EXERCISE TASK
Collect every line in the items below that contains the word "green".

-----

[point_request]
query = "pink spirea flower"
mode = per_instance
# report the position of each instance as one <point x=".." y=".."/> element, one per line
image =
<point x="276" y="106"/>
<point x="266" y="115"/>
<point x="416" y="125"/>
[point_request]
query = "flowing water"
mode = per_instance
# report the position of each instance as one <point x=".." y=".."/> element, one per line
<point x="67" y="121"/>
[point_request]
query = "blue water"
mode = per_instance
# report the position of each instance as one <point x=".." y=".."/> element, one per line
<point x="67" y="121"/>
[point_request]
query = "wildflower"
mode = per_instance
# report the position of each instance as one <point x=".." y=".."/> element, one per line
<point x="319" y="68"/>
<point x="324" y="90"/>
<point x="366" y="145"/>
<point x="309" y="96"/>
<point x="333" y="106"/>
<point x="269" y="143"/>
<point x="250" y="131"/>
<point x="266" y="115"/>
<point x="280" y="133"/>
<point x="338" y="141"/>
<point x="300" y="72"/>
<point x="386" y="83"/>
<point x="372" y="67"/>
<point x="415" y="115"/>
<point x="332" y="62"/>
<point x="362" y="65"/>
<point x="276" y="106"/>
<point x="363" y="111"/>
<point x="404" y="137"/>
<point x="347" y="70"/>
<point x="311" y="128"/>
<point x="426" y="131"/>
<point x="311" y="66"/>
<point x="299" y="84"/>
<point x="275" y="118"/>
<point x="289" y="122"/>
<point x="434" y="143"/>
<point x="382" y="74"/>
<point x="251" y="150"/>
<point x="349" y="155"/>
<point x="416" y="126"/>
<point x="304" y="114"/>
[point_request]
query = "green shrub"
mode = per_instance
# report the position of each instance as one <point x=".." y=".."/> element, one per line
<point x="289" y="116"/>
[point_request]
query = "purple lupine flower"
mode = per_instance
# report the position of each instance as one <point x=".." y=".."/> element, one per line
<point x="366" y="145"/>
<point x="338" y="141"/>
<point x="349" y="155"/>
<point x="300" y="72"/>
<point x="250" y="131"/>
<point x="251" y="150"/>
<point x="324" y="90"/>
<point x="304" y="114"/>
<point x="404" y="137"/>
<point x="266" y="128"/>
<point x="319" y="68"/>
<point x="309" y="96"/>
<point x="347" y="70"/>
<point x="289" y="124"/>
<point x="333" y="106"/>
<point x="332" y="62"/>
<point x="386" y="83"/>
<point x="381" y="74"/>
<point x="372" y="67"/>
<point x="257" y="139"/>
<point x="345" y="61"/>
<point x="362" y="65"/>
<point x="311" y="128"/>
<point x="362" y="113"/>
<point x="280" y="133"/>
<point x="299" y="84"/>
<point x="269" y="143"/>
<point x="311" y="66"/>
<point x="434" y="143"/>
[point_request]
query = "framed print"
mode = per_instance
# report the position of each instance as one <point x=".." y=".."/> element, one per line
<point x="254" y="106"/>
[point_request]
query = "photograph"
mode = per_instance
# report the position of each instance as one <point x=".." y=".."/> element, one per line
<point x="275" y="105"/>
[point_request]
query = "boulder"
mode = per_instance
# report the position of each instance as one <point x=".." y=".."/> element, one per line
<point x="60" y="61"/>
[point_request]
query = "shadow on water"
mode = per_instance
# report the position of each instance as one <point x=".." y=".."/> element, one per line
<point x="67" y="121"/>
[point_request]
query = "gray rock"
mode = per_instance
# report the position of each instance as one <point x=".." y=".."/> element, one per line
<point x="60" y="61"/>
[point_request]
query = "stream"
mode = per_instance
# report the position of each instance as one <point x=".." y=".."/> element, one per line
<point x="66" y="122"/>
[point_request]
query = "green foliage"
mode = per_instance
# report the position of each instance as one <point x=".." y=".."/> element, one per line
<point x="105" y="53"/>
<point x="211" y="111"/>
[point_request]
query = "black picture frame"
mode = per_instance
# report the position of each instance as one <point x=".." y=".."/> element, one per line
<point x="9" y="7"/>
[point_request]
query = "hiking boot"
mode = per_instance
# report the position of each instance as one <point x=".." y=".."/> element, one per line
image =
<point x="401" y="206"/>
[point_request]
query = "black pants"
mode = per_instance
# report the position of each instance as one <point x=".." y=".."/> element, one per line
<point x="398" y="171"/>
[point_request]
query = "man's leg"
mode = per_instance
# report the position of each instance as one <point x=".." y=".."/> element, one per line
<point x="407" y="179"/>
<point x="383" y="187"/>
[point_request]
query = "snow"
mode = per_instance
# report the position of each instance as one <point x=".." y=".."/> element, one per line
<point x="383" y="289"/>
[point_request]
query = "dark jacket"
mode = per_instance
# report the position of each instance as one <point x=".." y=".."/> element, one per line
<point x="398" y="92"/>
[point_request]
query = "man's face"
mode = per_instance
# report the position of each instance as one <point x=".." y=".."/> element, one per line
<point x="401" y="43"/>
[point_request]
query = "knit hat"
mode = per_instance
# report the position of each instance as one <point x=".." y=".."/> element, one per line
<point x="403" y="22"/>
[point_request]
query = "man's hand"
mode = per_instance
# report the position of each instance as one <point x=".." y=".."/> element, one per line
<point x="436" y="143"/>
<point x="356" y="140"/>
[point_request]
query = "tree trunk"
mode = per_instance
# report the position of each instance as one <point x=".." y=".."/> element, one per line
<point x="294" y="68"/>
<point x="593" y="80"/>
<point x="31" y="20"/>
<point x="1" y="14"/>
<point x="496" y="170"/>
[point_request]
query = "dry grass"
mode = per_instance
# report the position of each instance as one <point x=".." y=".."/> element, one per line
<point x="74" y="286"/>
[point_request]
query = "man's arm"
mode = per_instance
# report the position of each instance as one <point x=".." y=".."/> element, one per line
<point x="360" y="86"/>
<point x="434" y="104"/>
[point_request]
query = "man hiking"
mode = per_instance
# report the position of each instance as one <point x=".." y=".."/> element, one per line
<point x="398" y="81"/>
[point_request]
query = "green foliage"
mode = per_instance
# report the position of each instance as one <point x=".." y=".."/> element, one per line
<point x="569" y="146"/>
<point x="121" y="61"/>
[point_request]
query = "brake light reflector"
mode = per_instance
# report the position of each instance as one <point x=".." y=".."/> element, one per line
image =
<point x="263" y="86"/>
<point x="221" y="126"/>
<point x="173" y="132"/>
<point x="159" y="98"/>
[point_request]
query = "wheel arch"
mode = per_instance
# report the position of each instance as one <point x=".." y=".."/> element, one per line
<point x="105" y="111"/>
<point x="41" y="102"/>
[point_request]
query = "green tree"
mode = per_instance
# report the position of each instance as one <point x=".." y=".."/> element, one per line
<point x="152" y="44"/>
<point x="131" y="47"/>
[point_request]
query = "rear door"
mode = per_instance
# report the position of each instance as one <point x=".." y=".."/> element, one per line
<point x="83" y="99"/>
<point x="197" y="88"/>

-----

SOLUTION TO THIS TASK
query = "green shrub"
query = "green foliage"
query = "green foliage"
query = "green tree"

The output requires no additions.